*** Opening Provided passage ***
Homocystinuria presents with generalized tonic-clonic seizure and Broca's aphasia
Keywords:Cystathionine Beta-Synthase, Homocystinuria, Methionine, Thrombosis, Vascular Event.
Homocystinuria follows an autosomal recessive pattern and transpires due to Cystathionine beta-synthase enzyme deficiency. This condition is associated with thrombotic and thromboembolic complications due to an increase in homocysteine and methionine levels in the plasma and urine. We present a case of an Indian adolescent boy who presented to us with generalized tonic clinic seizure and Broca's aphasia he was diagnosed as having homocystinuria type 1, and he responded well to treatment.
Background: Stroke and seizure disorders in young adults have increased substantially and are a relatively common disorder that presents in the emergency department in all age groups. Secondary seizures are more common and manifest as a result of another underlying pathology. This case demonstrates the importance of considering rarer causes of thrombosis such as arterial thrombosis, even in younger patients, with no obvious risk factors or comorbidities. A detailed medical history and thorough investigations need to be taken to identify a potentially treatable underlying cause.
Objective: To increase awareness about this rare etiology and help clinicians to have a higher level of suspicion to diagnose this condition and prevent future life-threatening complications in younger patients with thrombotic and thromboembolic events.
*** Closing Provided passage ***
Activity 1: In the homocystinuria case report, the deficiency of which enzyme causes the condition?
Activity 2: From the homocystinuria case report, print the portion that opens with the words containing "Homocystinuria follows an" and closes with "well to treatment.".
*** Opening Records supplied ***
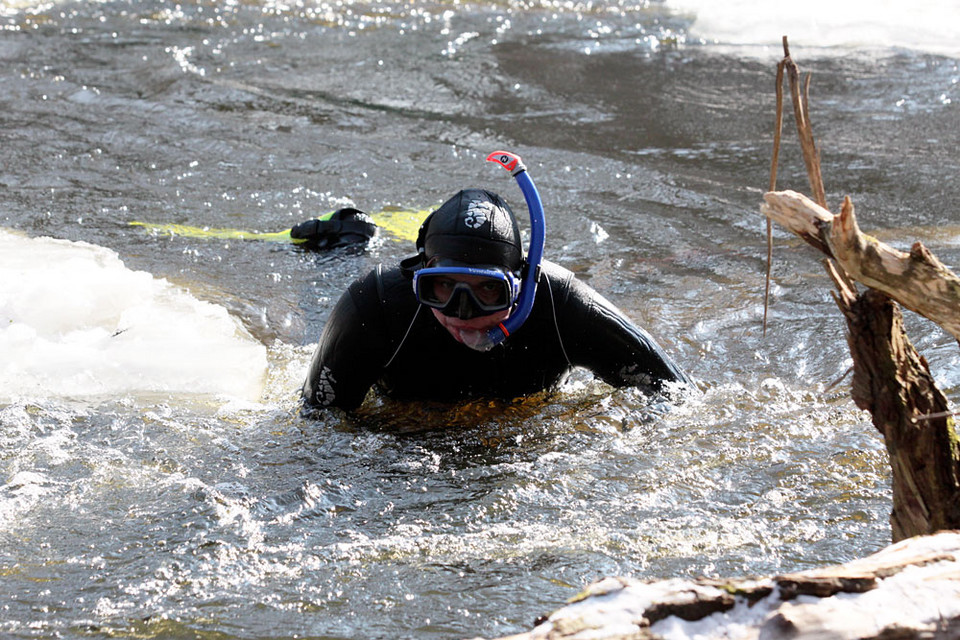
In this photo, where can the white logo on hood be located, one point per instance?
(478, 213)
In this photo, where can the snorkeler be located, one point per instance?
(469, 316)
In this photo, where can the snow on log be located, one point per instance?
(908, 590)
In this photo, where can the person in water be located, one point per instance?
*** Closing Records supplied ***
Response area 1: Cystathionine beta-synthase

Response area 2:
Homocystinuria follows an autosomal recessive pattern and transpires due to Cystathionine beta-synthase enzyme deficiency. This condition is associated with thrombotic and thromboembolic complications due to an increase in homocysteine and methionine levels in the plasma and urine. We present a case of an Indian adolescent boy who presented to us with generalized tonic clinic seizure and Broca's aphasia he was diagnosed as having homocystinuria type 1, and he responded well to treatment.